◆ Given exercise
Write out the listing below exactly, and omit any images you find in it.
═════ Data for processing
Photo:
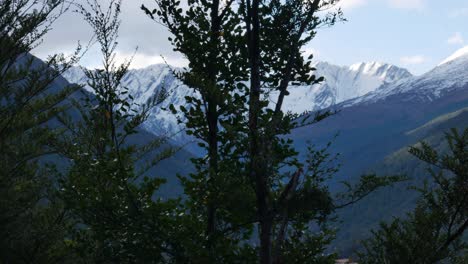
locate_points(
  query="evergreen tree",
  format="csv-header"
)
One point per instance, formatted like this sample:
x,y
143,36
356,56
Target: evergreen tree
x,y
251,178
117,217
434,232
33,222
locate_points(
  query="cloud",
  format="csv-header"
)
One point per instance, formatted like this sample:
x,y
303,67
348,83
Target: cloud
x,y
413,60
407,4
456,39
460,12
350,4
137,30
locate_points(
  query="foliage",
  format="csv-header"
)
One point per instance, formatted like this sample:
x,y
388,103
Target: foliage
x,y
117,217
33,222
433,232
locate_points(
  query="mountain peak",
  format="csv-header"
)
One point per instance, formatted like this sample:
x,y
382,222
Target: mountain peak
x,y
463,52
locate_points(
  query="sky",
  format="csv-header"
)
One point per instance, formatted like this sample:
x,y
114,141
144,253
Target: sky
x,y
414,34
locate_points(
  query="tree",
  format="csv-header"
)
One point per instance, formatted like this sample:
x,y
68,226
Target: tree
x,y
433,232
117,217
251,177
32,219
210,35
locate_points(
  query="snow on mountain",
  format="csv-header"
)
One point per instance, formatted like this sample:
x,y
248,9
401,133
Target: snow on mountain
x,y
448,75
341,83
463,52
142,85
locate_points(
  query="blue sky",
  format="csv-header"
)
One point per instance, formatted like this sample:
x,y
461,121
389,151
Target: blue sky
x,y
415,34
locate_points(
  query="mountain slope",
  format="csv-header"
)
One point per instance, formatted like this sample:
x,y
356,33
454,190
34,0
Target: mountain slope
x,y
341,83
375,131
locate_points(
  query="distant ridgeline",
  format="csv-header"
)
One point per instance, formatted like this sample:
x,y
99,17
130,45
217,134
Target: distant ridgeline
x,y
383,109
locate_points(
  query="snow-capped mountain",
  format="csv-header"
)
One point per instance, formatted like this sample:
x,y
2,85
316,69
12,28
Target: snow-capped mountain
x,y
143,84
449,75
341,83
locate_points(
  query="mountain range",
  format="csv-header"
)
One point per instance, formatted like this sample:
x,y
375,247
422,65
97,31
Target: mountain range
x,y
341,83
383,109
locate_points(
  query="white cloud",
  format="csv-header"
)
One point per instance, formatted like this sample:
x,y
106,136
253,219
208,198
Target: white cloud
x,y
407,4
460,12
413,60
456,39
350,4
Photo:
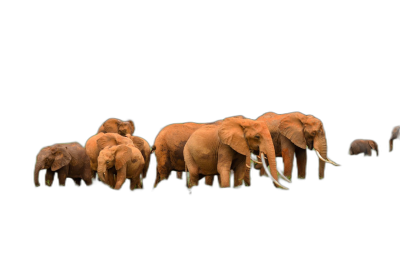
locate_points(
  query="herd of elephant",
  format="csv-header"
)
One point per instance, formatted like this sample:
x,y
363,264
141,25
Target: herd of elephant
x,y
220,149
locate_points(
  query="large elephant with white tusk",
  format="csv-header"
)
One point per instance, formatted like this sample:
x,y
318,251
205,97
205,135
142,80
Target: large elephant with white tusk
x,y
293,133
220,149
══════════
◆ Solution below
Photo:
locate_points(
  query="evergreen tree",
  format="csv-header"
)
One point per instance, formatted like this sample:
x,y
143,36
356,56
Target: evergreen tree
x,y
251,178
117,217
434,232
33,222
locate_points(
  query="cloud",
  format="csv-header"
)
One point per instance, formatted like this sample:
x,y
303,67
348,83
Target: cloud
x,y
413,60
407,4
456,39
460,12
350,4
137,30
locate_points(
  query="foliage",
  format="csv-header"
)
One point per instance, formatted like this sample:
x,y
388,103
Target: foliage
x,y
117,217
33,222
433,232
locate_points(
  query="mountain peak",
  format="csv-header"
)
One point per instance, formatted like this sample:
x,y
382,222
Target: mountain peak
x,y
463,52
locate_points(
  query="sky",
  format="csv-header"
)
One point per instance, formatted like this sample:
x,y
114,141
144,253
Target: sky
x,y
414,34
locate_points(
  query="tree",
  format="csv-header"
)
One point per instance, formatted like this sample:
x,y
68,226
Target: tree
x,y
433,232
117,217
251,177
32,219
210,35
locate_points(
  query="snow on mountain",
  format="csv-header"
)
One point per instance, formatted like this sample:
x,y
248,9
401,133
Target: snow on mountain
x,y
448,75
341,83
463,52
142,85
locate_points(
  query="blue sky",
  format="csv-header"
)
One point per instance, formatted like this sample:
x,y
461,121
389,151
Target: blue sky
x,y
415,34
locate_points(
  query="mountain slope",
  format="csv-header"
)
One point per instance, formatted like this sample:
x,y
356,33
454,190
34,0
Target: mountain slope
x,y
341,83
375,131
locate_points(
  query="distant ridgeline",
  format="csv-header"
)
One point per instance, formatted like this sample:
x,y
99,17
130,45
217,134
Target: distant ridgeline
x,y
383,109
locate_points(
  query="snow-capped mountain",
  format="csv-header"
)
One point per instance, formatted like this sample:
x,y
2,85
316,69
12,28
Target: snow-capped mountain
x,y
143,84
449,75
341,83
locate_points(
  query="mountain range",
  format="csv-header"
)
One point per instance, formatted like this sample:
x,y
375,247
422,65
97,31
Target: mountain range
x,y
341,83
383,109
locate_points(
  query="white cloud",
  format="csv-header"
)
One point per instance, formatted like this sample:
x,y
106,136
253,219
208,198
Target: white cloud
x,y
407,4
460,12
413,60
456,39
350,4
Photo:
locate_points(
  query="herd of elephant",
  format="csv-header"
)
One point per instance, formatted like this sample:
x,y
363,264
141,25
Target: herd of elephant
x,y
220,149
locate_points(
  query="large elephant with white tusk",
  format="csv-header"
)
One point per instance, formatted like this sample:
x,y
318,251
205,97
205,135
142,80
Target: large elephant with white tusk
x,y
293,133
220,149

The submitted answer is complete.